▸ **Exercise input**

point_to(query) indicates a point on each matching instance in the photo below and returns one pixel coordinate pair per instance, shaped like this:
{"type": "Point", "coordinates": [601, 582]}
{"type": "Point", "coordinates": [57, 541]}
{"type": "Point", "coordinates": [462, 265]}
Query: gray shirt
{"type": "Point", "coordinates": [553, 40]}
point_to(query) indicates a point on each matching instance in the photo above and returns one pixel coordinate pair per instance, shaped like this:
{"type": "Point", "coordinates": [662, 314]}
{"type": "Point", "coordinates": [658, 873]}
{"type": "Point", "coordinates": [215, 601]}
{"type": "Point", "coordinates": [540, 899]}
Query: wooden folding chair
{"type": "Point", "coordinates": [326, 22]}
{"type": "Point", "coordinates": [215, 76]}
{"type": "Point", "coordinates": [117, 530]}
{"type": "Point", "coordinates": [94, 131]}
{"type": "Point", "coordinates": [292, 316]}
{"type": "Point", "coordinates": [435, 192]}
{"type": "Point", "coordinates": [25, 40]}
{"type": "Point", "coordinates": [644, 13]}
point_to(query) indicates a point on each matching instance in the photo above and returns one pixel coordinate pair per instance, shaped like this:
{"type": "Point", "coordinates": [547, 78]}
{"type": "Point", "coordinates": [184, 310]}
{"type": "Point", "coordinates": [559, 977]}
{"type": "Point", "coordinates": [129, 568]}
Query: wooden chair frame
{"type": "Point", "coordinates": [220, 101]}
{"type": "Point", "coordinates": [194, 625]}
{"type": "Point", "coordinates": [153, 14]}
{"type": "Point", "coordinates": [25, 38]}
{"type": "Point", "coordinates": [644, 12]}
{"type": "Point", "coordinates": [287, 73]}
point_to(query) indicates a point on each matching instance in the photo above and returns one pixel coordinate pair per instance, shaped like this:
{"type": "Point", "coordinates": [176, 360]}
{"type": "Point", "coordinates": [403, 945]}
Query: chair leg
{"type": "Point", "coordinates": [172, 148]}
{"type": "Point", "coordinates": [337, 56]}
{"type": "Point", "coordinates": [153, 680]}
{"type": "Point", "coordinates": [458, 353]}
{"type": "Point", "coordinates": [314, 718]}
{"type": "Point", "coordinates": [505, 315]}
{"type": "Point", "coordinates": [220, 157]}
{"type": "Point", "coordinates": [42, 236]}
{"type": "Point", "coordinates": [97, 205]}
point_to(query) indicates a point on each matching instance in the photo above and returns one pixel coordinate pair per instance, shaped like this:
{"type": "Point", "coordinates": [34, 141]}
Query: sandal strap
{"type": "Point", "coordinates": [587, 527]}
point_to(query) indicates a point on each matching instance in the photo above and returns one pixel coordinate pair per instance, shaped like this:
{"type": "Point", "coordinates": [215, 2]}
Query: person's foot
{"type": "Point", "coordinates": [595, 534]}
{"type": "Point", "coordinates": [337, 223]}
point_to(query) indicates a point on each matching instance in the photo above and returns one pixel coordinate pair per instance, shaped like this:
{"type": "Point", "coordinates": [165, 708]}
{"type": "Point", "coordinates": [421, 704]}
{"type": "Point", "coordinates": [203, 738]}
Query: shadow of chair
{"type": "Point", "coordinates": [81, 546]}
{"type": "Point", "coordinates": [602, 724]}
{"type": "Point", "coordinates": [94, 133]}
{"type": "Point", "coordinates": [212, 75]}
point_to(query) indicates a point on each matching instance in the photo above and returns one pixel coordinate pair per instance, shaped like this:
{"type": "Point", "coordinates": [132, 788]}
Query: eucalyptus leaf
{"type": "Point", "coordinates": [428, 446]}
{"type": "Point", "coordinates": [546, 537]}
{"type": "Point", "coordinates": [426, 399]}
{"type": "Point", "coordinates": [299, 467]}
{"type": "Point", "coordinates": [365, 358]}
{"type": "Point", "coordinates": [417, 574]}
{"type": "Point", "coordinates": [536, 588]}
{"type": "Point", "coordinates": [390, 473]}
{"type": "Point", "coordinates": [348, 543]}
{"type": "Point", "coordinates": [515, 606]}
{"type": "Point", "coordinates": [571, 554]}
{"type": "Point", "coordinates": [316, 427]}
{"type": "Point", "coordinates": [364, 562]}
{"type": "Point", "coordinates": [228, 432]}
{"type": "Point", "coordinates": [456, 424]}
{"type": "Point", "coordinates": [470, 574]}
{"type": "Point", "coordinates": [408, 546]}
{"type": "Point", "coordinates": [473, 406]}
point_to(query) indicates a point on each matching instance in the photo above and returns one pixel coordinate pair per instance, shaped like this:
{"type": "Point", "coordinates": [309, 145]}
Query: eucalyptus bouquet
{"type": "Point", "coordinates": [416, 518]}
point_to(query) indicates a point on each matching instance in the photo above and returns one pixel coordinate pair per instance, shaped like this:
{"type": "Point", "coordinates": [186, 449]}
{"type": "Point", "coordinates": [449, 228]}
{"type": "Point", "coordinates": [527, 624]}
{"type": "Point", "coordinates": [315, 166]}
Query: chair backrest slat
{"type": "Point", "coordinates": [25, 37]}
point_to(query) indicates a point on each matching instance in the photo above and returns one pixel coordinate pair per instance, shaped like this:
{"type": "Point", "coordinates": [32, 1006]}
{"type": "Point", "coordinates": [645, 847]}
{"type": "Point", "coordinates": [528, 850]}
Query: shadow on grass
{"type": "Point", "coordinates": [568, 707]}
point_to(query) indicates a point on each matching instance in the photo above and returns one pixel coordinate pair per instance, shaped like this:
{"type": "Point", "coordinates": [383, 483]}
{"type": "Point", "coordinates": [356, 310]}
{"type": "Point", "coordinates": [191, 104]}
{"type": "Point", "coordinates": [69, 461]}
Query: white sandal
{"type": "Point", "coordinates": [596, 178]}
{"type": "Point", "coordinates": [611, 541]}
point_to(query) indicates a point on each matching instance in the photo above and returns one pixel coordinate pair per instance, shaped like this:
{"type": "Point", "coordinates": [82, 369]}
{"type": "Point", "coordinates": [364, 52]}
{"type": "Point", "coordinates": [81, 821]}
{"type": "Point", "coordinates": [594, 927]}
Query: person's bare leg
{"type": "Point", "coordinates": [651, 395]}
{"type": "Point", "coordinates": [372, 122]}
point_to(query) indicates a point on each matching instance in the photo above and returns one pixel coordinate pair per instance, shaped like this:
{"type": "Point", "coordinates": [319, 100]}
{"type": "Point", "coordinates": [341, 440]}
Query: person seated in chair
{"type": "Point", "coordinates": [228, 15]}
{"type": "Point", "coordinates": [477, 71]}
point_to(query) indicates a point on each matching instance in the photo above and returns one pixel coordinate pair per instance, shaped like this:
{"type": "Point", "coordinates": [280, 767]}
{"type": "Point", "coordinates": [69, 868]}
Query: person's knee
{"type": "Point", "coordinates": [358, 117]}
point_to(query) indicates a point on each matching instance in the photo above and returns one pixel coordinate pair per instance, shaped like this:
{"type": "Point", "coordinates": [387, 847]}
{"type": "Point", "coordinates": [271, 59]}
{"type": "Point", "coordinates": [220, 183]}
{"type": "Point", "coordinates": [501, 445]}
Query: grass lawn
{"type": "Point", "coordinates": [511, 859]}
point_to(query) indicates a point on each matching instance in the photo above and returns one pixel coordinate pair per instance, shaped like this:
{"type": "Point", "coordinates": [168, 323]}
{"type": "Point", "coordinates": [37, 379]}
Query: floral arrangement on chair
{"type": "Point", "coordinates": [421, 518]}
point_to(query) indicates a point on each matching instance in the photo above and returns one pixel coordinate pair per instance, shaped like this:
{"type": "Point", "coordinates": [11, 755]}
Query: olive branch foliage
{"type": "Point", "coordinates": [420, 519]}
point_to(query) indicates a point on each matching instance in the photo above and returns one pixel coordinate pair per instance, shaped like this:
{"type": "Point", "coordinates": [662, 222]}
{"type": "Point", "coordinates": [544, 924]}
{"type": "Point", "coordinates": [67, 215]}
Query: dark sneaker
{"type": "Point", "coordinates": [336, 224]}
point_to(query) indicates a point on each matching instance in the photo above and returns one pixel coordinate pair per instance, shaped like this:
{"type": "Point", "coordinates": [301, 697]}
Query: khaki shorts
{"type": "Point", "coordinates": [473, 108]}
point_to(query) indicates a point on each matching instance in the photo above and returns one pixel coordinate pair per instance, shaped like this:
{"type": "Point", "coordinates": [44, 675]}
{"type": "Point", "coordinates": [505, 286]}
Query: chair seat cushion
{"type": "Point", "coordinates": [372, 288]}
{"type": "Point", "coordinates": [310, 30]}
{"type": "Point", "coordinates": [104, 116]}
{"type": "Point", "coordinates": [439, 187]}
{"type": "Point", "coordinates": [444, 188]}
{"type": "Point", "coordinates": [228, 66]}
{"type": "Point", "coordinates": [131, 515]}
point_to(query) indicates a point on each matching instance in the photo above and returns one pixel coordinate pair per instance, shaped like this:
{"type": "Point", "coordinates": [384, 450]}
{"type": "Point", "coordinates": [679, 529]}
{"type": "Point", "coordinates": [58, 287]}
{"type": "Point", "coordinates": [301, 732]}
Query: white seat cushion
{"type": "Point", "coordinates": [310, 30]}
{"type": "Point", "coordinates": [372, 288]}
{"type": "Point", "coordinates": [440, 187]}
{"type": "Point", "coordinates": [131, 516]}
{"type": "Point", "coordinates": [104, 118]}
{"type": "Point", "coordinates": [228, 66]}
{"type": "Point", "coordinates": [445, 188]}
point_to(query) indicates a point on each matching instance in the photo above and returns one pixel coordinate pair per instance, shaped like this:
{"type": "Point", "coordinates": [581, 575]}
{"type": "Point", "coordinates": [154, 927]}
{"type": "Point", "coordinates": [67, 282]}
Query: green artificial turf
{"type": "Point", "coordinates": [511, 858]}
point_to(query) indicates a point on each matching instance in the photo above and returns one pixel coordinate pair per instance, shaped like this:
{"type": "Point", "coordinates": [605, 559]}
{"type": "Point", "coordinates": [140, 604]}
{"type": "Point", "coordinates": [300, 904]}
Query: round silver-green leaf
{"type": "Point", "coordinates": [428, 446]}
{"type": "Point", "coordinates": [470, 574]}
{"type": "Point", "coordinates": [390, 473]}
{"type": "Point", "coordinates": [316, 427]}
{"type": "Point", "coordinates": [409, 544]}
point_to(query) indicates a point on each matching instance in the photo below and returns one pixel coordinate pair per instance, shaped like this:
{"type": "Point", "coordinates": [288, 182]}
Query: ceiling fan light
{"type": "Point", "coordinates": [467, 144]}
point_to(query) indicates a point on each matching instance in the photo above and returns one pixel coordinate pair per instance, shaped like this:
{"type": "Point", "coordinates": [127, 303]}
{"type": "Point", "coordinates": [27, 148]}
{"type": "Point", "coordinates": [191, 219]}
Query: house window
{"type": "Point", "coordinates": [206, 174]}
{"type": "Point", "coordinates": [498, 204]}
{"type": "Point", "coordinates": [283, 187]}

▸ **Exercise aim**
Return every line of the records that contains the word "eucalyptus".

▸ **Written solution**
Query: eucalyptus leaf
Query: eucalyptus bouquet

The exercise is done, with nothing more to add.